■ Request
Resume the passage on the Kennispark case study from the point where it ends.

begin Quoted passage

KENNISPARK AS A POLICY SPACE AND PHYSICAL SPACE
Introduction to the Kennispark case study
Although the phrase Kennispark first occurs in a policy document in the municipality in 1999, to understand why this occurred requires a slightly more historical perspective on economic change in the east of the Netherlands. The region of Twente, shown in the map below, was chosen by King Willem II as the home for a new textiles industry after the loss of the southern Dutch (textile-led) provinces to the newly-formed kingdom of Belgium in 1839. The industry
was driven by three things, foreign technology (primarily from Manchester and the north west of England), Baptist and Jewish entrepreneurs and Royal patronage. The textiles industry was a means of exploiting Dutch east Indian colonies as a source of cotton and a captive market. In the second half of the 19th century, the industry flourished, and politicians and textile barons used part of their protection to provide wages and social services for their workers. When the three elements of the system fell apart after WWII (colonies, protectionism, wage competitiveness), the Twente textiles industry quickly suffered at the hands of competition from low wage countries.
A university was immediately seen as a solution to these problems, and a grouping of regional magnates came together to form the Stichting tot bevordering van hoger technisch onderwijs
in de noorderlijke en oosterlijke provincies, which despite its rather abstract name had the
specific goal of lobbying for a new university for Twente to revitalise its industrial base. The Dutch government created a second technical university in Eindhoven in 1950 in recognition of Philips‘ need for highly educated workers, and in 1959, a national competition for a third technical university was launched which culminated in the launch of the university in 1961. The university was located at the edge of the city of Enschede, close to the second regional city of Hengelo, on a country estate expropriated as enemy property after WWII. The university‘s purpose was explicitly to revitalise the textiles industry complex which also included advanced engineering and machine building companies supporting the industries. However, the university was not able to reverse the steady decline of the sector, and by the mid-1970s, the sector was so shrunken that questions were raised in parliament concerning the utility of maintaining a technical university in a region without a technical industrial base.
Figure 1 The location of the region of Twente in Europe.

end Quoted passage
begin Data supplied

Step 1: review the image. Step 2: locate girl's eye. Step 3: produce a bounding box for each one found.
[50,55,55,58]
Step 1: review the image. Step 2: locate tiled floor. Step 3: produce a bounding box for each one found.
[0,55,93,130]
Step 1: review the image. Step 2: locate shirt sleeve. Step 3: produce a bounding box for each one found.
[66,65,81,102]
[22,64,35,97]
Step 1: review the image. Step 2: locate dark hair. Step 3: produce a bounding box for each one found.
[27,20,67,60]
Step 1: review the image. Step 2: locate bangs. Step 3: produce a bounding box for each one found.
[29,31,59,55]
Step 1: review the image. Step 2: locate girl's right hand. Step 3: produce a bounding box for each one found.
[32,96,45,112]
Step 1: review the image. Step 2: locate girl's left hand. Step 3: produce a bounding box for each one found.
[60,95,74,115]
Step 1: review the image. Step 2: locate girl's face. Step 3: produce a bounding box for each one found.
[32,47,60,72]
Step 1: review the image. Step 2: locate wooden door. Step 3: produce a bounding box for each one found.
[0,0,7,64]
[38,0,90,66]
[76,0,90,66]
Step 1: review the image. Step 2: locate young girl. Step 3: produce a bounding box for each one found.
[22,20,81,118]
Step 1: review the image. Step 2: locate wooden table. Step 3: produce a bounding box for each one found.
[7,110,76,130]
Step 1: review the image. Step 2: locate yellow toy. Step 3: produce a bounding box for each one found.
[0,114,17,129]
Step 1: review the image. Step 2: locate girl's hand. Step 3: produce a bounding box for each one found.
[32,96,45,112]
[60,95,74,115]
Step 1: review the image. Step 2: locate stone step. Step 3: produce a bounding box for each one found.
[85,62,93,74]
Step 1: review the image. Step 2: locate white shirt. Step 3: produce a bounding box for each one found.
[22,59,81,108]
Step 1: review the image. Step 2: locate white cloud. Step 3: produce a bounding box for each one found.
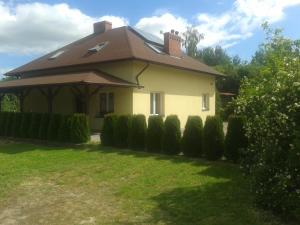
[0,1,128,54]
[135,13,190,36]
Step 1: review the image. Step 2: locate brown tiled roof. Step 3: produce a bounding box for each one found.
[0,71,137,90]
[6,27,222,75]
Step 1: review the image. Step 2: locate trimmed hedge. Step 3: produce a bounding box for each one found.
[181,116,203,157]
[225,116,247,162]
[100,114,118,146]
[147,115,164,152]
[163,115,181,155]
[129,114,147,150]
[0,112,90,143]
[57,115,72,142]
[114,115,131,148]
[70,114,91,143]
[11,112,22,137]
[203,116,224,160]
[20,113,32,138]
[47,114,63,141]
[28,113,42,139]
[38,113,51,140]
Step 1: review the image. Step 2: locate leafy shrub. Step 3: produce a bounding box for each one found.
[147,115,164,152]
[70,114,91,143]
[20,113,32,138]
[57,115,71,142]
[129,114,147,150]
[4,112,14,137]
[47,114,63,141]
[39,113,51,140]
[0,112,7,136]
[163,115,181,155]
[203,116,224,160]
[28,113,42,139]
[11,112,22,137]
[114,115,131,148]
[100,114,118,146]
[235,25,300,218]
[224,116,247,162]
[181,116,203,157]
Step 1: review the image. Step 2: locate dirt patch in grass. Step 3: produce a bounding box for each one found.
[0,178,119,225]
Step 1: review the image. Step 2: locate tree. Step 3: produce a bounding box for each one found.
[183,27,203,57]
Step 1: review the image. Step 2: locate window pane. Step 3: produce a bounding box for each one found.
[108,93,114,113]
[100,93,107,115]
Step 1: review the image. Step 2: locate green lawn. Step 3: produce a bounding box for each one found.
[0,140,280,225]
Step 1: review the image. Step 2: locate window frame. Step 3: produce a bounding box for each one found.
[202,93,210,111]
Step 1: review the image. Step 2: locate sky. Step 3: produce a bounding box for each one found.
[0,0,300,76]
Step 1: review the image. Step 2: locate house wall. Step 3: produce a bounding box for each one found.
[133,59,215,128]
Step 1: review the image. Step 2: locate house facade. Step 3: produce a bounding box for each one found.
[0,21,222,130]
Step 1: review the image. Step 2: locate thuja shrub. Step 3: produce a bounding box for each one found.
[203,116,224,160]
[129,114,147,150]
[114,115,131,148]
[181,116,203,157]
[39,113,51,140]
[11,112,22,137]
[163,115,181,155]
[47,114,63,141]
[57,115,72,142]
[100,114,118,146]
[224,115,247,162]
[20,113,32,138]
[146,115,164,152]
[70,114,91,143]
[28,113,42,139]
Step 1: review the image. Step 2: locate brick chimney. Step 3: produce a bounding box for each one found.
[164,30,181,57]
[94,21,112,34]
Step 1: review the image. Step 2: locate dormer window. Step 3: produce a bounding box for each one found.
[49,50,65,59]
[145,42,164,54]
[88,41,108,52]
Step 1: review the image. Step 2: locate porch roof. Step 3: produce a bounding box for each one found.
[0,71,139,91]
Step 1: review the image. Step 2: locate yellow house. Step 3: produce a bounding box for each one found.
[0,21,222,130]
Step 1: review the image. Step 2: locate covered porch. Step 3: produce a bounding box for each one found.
[0,71,138,130]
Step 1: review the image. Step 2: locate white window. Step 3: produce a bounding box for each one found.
[150,92,163,115]
[202,94,209,111]
[100,93,114,117]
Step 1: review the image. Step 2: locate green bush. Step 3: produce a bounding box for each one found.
[20,113,32,138]
[147,115,164,152]
[70,114,91,143]
[57,115,71,142]
[0,112,7,136]
[28,113,42,139]
[224,116,247,162]
[203,116,224,160]
[114,115,131,148]
[129,114,147,150]
[181,116,203,157]
[11,112,22,137]
[100,114,118,146]
[47,114,63,141]
[163,115,181,155]
[39,113,51,140]
[4,112,14,137]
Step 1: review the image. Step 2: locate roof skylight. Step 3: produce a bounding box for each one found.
[49,50,65,59]
[145,42,164,54]
[88,42,108,52]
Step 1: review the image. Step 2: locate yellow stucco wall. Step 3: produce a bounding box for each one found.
[24,59,215,129]
[133,62,215,128]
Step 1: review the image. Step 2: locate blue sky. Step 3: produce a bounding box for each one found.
[0,0,300,74]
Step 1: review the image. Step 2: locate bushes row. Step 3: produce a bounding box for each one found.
[101,114,246,162]
[0,112,90,143]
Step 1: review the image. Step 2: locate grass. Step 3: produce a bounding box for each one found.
[0,140,281,225]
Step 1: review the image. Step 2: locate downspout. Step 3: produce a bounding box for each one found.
[135,62,150,86]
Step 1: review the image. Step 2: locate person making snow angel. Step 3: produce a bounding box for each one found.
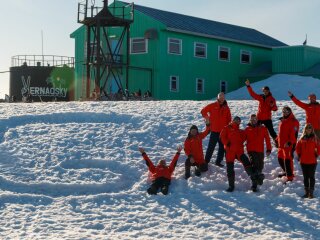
[220,116,257,192]
[139,146,182,195]
[184,119,210,179]
[245,79,278,144]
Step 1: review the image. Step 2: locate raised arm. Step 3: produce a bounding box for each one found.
[139,147,156,173]
[245,79,260,100]
[169,146,182,171]
[200,104,211,119]
[263,127,272,156]
[288,91,308,109]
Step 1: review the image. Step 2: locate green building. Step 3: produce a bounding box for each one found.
[71,1,320,100]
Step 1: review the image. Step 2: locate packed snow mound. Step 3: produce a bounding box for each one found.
[0,100,320,239]
[226,74,320,100]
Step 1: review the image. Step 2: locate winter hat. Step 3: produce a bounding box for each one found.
[232,116,241,122]
[190,125,199,131]
[308,93,317,101]
[282,106,292,113]
[262,86,270,91]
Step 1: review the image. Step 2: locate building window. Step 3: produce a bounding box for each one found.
[194,42,207,58]
[220,81,227,93]
[130,38,148,54]
[170,76,179,92]
[168,38,182,55]
[240,50,251,64]
[196,78,204,93]
[219,46,230,62]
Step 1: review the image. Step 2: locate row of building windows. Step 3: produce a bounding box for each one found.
[130,38,251,64]
[169,76,227,94]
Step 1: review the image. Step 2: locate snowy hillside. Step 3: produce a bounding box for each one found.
[227,74,320,101]
[0,97,320,239]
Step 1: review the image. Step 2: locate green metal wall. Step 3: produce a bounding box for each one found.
[272,46,320,73]
[70,26,86,100]
[72,3,272,100]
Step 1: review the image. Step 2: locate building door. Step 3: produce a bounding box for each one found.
[110,39,122,93]
[220,80,227,93]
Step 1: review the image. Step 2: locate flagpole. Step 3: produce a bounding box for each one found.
[41,30,44,66]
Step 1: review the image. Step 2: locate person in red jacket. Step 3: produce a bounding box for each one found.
[296,123,320,198]
[244,114,272,188]
[184,120,210,179]
[201,92,231,167]
[245,79,278,141]
[276,106,299,181]
[139,146,182,195]
[220,116,257,192]
[288,91,320,138]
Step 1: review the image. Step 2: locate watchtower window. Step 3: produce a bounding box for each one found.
[130,38,148,54]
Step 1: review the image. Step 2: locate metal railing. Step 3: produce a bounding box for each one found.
[11,55,74,68]
[78,0,134,23]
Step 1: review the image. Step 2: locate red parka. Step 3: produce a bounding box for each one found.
[184,126,210,165]
[276,113,299,148]
[142,152,180,181]
[247,85,278,120]
[296,135,320,164]
[201,101,231,132]
[244,124,272,153]
[220,122,246,162]
[291,95,320,130]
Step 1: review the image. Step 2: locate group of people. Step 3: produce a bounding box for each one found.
[139,80,320,198]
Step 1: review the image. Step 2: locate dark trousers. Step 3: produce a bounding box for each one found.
[205,132,225,163]
[278,158,293,177]
[227,154,257,188]
[248,152,264,173]
[185,158,208,178]
[301,164,317,190]
[147,177,171,195]
[258,119,277,139]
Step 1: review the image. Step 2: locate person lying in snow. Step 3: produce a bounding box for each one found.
[139,146,182,195]
[184,119,210,179]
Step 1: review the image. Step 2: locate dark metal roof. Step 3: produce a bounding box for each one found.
[242,61,272,78]
[303,62,320,75]
[129,4,287,48]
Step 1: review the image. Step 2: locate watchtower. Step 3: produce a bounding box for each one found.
[78,0,134,99]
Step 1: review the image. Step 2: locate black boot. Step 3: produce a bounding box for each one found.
[147,186,157,195]
[214,162,224,168]
[194,166,201,177]
[278,173,287,178]
[257,173,264,185]
[308,188,314,198]
[161,186,169,195]
[302,188,309,198]
[226,186,234,192]
[226,175,235,192]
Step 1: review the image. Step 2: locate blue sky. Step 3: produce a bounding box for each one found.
[0,0,320,98]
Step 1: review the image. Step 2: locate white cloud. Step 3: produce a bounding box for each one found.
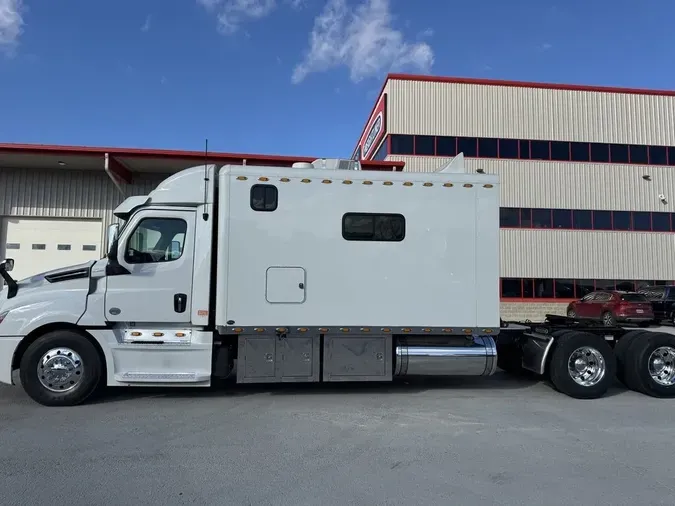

end Data supplied

■ Exercise result
The response of the university was to reorient itself towards working directly towards the technical revival of Twente‘s industry. In 1978, the university created a ―Transferpunt‖ as a single contact point for firms to access the university‘s knowledge base. In 1982, prompted by a local newspaper article mentioning firms formed by university spin-offs, the university board commissioned research onto how the university could support spin-offs. The report became the basis for the TOP programme (Temporary Entrepreneurs Scheme), launched in 1984 which provided starting entrepreneurs with business advice, research contacts, a physical location and a subsidised loan (Van der Sijde et al., 2002a; 2002b). The university also became involved in negotiations between the regional development agency, the municipality and the Computer Data Corporation to create a Business Technology Centre adjacent to the campus as an incubator avant la lettre for these spin-off firms. In 1989, the success of the BTC led the municipality to create together with the university a Business and Science Park on the area to the south of the campus, where the BTC was located.
The BTC was successful in its aim of incubating high-technology businesses, and the BSP began to attract new R&D investors seeking connections to the university (including for a time Ericsson R&D and Lucent Technologies), as well as providing a site for the growth of spin-up and start-up firms formed by university start-ups and graduates. The BSP was created on the basis of a formal covenant between the university and the municipality of Enschede, which expired after a decade. This technical issue drove the partners in the BSP to consider
how the BSP could be further developed and so we see the record from 1999 showing that the BSP partners met and for the first time the idea of a Kennispark was mentioned, although without specifying precisely what this term meant. Part of this success was because of the success of the university in creating companies through the TOP programme over a 15 year period.
The evolution of the Kennispark idea and reality
The idea was given further development in the following decade in response to three crises, each of which required partners to specify more clearly what was to be meant by the
Kennispark idea. The first crisis came in the early 2000s, in the wake of the high-technology
crash, where university, municipality and businesses were severely hit by economic problems; the university‘s estate reached the end of its life requiring a mammoth rebuilding programme, the municipality faced the announced closure of a Dutch Air Force base employing around 1,500 people locally, and the dot.com burst saw a large number of high-technology businesses fail, including the emblematical Ericsson R&D facility. In response to this, regional partners assembled a strategic plan for regional growth, in which the Kennispark was to be one of the flagships for regional (and ideally national) investment. In this, Kennispark became more precisely specified as a reorientation of the university and BSP as a single 20 ha high-technology space that would become home to firms employing 10,000 people (see diagram below).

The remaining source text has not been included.